• [What is expected]:
Among the entries that follow, find the lines containing the string "below" and copy them.

• [Entries supplied]:
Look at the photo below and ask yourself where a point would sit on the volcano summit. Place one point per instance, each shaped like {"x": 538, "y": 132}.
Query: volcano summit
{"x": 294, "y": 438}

==

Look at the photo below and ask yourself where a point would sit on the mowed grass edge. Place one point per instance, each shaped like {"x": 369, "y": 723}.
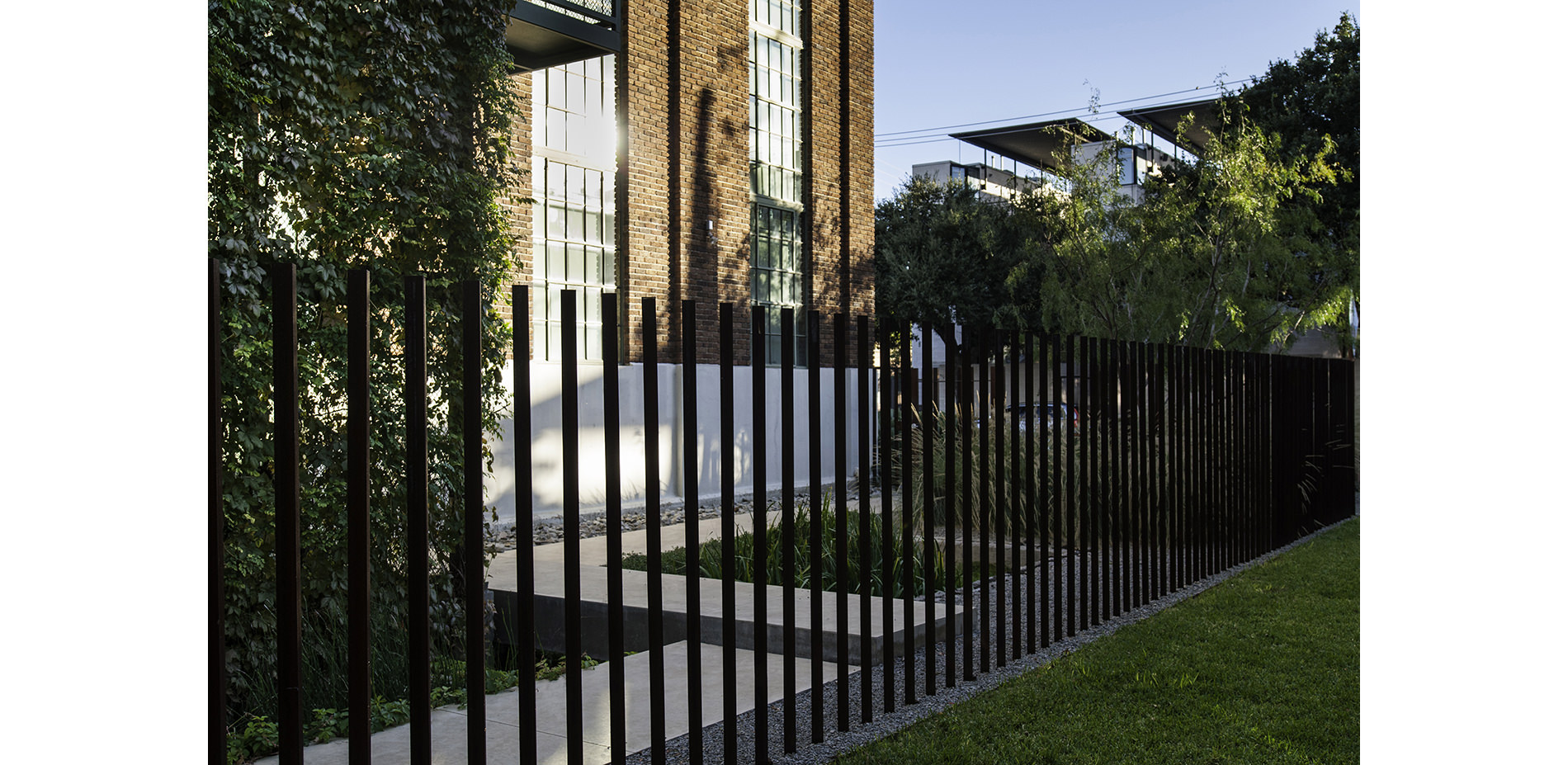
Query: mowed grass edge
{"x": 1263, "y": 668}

--

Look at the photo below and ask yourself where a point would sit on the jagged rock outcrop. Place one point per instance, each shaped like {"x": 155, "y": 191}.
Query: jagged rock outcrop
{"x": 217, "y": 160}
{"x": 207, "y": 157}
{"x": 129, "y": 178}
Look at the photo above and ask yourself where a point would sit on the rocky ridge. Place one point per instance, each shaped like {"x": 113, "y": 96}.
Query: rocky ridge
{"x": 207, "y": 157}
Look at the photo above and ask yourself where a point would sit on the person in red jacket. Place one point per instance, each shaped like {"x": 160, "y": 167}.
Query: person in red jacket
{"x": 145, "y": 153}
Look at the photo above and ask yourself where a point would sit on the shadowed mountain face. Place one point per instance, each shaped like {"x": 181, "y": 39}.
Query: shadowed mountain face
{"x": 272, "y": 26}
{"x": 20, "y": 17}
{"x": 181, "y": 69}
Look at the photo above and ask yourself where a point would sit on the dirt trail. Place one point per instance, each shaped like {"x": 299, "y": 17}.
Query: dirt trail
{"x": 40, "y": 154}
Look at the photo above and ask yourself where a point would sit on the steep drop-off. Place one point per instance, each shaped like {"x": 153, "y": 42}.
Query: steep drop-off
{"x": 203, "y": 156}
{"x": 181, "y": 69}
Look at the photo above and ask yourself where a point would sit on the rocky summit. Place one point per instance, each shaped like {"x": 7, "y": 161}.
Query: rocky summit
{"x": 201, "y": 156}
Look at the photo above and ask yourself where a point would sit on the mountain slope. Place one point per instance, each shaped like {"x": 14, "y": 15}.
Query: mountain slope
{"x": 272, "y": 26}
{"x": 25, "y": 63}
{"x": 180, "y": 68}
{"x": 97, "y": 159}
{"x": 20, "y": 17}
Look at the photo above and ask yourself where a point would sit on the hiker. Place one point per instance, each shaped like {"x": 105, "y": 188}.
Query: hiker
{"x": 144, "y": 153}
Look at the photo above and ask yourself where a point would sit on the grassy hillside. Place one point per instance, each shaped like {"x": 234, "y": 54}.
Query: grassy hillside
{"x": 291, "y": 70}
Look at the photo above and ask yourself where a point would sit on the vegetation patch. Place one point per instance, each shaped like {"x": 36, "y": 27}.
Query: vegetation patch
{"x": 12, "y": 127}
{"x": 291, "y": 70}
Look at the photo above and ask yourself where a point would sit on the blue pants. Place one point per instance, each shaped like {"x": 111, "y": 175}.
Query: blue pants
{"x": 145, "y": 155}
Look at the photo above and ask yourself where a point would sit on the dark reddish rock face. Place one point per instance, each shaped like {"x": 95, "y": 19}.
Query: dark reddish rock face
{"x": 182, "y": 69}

• [Solution for this exercise]:
Look at the photo below and ask yourself where a point would sit on the volcano summit. Place one point per instance, each shaped like {"x": 538, "y": 132}.
Look at the photo below and ask yourself where a point would sit on the mowed grass edge. Place one point per instance, each shaped like {"x": 369, "y": 723}.
Look at the photo below and ask yourself where a point would sit on the jagged rock outcrop. Place one point per instance, each shaped like {"x": 155, "y": 191}.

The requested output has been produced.